[Stored items from a collection]
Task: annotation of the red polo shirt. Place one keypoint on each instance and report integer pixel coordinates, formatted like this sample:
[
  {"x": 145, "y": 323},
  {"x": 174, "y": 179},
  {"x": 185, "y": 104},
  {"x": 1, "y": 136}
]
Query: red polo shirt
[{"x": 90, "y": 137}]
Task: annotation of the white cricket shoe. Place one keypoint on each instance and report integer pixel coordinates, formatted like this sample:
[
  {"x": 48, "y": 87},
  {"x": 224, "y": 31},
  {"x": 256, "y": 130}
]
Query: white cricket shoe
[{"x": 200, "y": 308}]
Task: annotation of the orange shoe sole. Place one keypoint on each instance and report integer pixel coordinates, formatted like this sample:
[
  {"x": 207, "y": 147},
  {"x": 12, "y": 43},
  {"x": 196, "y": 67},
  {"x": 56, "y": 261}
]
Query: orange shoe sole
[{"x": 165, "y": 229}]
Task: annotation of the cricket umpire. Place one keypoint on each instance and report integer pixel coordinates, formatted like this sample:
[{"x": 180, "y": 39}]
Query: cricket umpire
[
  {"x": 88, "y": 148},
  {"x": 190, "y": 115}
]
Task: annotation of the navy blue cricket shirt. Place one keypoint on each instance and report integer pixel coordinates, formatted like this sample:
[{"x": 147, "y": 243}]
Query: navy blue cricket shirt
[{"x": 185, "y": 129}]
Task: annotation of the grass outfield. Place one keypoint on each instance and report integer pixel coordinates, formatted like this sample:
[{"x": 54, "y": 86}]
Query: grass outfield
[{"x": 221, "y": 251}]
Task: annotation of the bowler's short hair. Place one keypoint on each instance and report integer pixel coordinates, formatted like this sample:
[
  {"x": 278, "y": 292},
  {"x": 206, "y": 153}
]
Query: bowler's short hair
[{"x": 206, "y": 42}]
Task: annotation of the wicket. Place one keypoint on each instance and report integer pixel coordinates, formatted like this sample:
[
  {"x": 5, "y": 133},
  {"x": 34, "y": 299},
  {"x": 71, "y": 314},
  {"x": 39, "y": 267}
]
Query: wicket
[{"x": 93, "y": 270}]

◆ YOUR INSTRUCTIONS ◆
Looking at the records above, please output exactly the lines that run from the one holding "Task: annotation of the cricket" to the final line, and only those.

◆ RESULT FOR THIS TASK ◆
Task: annotation of the cricket umpire. Place one keypoint on each instance and report integer pixel coordinates, formatted like this sample:
[{"x": 180, "y": 39}]
Query: cricket umpire
[
  {"x": 88, "y": 148},
  {"x": 190, "y": 115}
]
Task: annotation of the navy blue cricket shirt. Place one keypoint on each instance and report integer pixel coordinates, formatted like this sample:
[{"x": 147, "y": 243}]
Query: navy blue cricket shirt
[{"x": 185, "y": 129}]
Task: annotation of the grass outfield. Place one keypoint on each instance and report integer pixel coordinates, formatted like this sample:
[{"x": 54, "y": 86}]
Query: grass outfield
[{"x": 221, "y": 251}]
Task: annotation of the bowler's short hair. Place one keypoint on each instance and report integer pixel coordinates, formatted like this sample:
[
  {"x": 278, "y": 292},
  {"x": 206, "y": 153}
]
Query: bowler's short hair
[{"x": 206, "y": 42}]
Task: annotation of the wicket. Place one keypoint on each instance and report integer pixel coordinates, formatted like this sample:
[
  {"x": 5, "y": 133},
  {"x": 34, "y": 299},
  {"x": 71, "y": 314},
  {"x": 39, "y": 267}
]
Query: wicket
[{"x": 93, "y": 270}]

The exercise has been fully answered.